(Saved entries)
____________

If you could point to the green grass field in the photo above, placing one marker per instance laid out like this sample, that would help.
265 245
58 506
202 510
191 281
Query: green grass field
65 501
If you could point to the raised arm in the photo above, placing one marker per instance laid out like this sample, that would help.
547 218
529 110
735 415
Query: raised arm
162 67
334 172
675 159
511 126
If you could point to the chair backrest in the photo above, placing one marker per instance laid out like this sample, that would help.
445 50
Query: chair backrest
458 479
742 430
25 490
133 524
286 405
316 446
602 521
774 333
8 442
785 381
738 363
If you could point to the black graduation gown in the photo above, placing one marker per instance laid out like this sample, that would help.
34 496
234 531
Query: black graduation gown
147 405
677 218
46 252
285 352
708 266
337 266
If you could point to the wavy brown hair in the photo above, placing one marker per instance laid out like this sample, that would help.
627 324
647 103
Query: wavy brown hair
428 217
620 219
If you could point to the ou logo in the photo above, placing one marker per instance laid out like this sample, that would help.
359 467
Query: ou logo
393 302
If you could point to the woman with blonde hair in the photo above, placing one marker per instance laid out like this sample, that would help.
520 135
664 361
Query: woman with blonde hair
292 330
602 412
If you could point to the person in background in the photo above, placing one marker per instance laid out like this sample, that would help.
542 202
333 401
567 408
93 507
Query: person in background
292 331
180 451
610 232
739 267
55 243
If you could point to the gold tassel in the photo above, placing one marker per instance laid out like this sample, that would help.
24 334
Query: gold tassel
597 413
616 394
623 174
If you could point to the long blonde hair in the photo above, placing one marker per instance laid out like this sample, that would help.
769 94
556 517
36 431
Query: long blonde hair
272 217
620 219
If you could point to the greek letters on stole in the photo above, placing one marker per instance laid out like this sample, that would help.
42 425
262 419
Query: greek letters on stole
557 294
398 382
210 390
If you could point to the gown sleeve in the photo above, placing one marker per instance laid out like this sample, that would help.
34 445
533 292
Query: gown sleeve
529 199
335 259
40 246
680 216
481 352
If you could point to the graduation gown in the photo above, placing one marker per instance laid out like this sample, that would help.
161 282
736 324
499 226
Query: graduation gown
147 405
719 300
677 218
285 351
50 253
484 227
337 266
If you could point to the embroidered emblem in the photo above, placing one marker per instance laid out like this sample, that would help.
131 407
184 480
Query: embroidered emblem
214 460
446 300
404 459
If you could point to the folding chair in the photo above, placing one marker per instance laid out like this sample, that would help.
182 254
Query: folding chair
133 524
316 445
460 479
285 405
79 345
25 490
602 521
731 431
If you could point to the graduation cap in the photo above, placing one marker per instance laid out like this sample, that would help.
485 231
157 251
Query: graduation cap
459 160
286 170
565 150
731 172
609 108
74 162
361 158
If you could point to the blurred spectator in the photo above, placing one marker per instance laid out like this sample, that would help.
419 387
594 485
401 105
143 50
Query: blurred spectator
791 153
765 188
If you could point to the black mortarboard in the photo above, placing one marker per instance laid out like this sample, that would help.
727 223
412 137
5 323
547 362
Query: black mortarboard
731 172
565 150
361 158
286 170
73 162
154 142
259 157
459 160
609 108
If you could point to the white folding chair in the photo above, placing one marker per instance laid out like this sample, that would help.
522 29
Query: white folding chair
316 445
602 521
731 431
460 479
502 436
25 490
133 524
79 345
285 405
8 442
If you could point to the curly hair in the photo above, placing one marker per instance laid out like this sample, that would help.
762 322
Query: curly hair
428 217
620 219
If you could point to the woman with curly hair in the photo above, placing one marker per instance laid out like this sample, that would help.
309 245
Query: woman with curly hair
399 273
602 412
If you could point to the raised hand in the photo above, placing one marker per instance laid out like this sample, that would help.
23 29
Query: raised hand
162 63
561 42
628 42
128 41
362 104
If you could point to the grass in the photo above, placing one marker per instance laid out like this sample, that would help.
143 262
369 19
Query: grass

____________

Aim of the task → Your reply should be a verbatim retyping of the lines from the one that holds "Query: black mortarboard" through the last line of the entries.

Answer space →
Query: black mortarboard
731 172
565 150
361 158
286 170
73 162
154 142
259 157
459 160
609 108
If you could point to the white folding chair in the photo above, placing one marker per instance laid out like this sample, that would help.
522 29
Query: white folding chair
316 445
602 521
731 431
460 479
502 436
25 490
133 524
79 345
285 405
8 442
If you could point to the curly hair in the photo above, placing one marker per instance laid out like this sample, that would help.
762 322
Query: curly hair
428 217
620 219
If you could point to the woman with curly hair in the photo above, placing one marker per instance laid out like this sample, that would help.
309 245
Query: woman with curly hair
399 273
602 412
If you could point to the raised hand in the photo above, placing one marker per instance laid out like this sample, that would help.
23 29
Query: raised hand
162 63
561 42
628 42
128 41
362 104
If you could point to the grass in the photo above, placing one marker per instance laid out like this sample, that would help.
143 262
369 19
Query: grass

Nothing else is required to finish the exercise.